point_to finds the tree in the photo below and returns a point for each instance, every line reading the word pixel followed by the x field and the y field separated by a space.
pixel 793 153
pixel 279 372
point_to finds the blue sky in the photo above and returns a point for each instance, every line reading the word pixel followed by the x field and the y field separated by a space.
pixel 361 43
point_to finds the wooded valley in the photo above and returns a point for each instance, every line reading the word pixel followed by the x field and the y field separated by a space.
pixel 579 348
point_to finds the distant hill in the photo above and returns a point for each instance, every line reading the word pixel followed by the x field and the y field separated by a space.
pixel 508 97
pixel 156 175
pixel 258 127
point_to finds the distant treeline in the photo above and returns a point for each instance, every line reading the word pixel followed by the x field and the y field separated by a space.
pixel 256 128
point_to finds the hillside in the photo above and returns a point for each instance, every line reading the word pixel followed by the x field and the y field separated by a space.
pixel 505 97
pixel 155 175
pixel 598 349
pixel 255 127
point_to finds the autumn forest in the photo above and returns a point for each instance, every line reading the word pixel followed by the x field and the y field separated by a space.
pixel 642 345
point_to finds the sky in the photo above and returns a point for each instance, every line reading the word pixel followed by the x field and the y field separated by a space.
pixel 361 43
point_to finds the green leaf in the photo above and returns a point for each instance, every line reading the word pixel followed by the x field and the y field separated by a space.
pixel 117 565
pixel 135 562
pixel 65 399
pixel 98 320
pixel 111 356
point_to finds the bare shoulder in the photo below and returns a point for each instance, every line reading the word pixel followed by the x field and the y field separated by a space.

_____

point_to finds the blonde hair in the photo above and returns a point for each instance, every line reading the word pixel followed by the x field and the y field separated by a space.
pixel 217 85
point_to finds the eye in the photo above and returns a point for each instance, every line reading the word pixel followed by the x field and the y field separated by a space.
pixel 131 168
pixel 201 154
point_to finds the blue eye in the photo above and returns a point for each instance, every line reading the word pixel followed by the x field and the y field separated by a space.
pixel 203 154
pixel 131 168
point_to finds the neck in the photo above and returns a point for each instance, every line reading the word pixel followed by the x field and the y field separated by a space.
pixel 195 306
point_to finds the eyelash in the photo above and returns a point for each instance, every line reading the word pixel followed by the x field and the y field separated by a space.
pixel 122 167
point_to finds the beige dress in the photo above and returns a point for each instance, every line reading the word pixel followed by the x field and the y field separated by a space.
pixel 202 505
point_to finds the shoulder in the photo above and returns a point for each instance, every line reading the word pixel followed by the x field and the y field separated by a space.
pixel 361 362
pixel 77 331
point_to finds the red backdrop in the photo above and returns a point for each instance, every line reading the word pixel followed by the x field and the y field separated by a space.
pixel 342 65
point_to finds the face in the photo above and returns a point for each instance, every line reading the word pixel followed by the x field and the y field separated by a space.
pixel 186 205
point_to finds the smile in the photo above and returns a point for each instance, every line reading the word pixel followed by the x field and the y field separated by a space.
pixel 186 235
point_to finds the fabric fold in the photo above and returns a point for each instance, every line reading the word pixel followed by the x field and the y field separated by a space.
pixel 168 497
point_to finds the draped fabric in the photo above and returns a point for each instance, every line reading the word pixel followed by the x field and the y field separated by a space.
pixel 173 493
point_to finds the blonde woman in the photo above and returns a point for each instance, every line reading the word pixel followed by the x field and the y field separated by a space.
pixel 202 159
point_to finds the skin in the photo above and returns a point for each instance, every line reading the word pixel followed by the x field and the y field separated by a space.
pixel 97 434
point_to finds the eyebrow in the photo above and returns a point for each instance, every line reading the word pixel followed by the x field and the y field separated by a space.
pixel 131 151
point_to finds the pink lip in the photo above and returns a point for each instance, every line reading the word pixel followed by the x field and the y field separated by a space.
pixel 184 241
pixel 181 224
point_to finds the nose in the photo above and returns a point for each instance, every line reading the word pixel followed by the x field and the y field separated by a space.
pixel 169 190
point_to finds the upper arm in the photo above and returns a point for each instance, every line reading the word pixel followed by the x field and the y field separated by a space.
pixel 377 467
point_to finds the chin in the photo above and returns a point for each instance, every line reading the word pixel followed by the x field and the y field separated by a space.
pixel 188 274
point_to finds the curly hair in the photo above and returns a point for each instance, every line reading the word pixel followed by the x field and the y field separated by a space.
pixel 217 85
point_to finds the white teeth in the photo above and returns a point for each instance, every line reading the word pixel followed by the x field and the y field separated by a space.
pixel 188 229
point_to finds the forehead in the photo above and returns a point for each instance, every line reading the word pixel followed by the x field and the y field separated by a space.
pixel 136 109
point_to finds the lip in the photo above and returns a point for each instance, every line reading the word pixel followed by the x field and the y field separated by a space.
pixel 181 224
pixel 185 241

_____

## TO DO
Find the line with "point_to finds the distant treeline" in the material above. Reproduce it and each line after it up to and including the line with "point_to finds the bare".

## WRITTEN RESPONSE
point_to finds the distant treeline in the photo above and returns a point for each instance, every line reading the word pixel followed by the x field and the y field separated by a space.
pixel 256 128
point_to finds the hillside in the photo above and returns a point for each instance, every line reading the word pixel followed by the x field and the y field separated by a space.
pixel 505 97
pixel 155 175
pixel 598 349
pixel 255 127
point_to finds the autumn forest in the photo above and returns a point for each instance, every line reading the word pixel followed by the x field and the y field separated by a space.
pixel 642 345
point_to finds the sky in the photo above and returns a point for each instance, every line reading the word pixel followed by the x field and the y field separated by a space.
pixel 361 43
point_to finds the green leaf in the photo above and returns a point for each instance, every line reading the word pixel followed by the x field and the y field separated by a space.
pixel 117 565
pixel 135 562
pixel 65 399
pixel 98 320
pixel 111 356
point_to finds the bare shoulder in the photo below and returns a point for each instance, every line reading the word pixel followed by the x field and the y field separated by a space.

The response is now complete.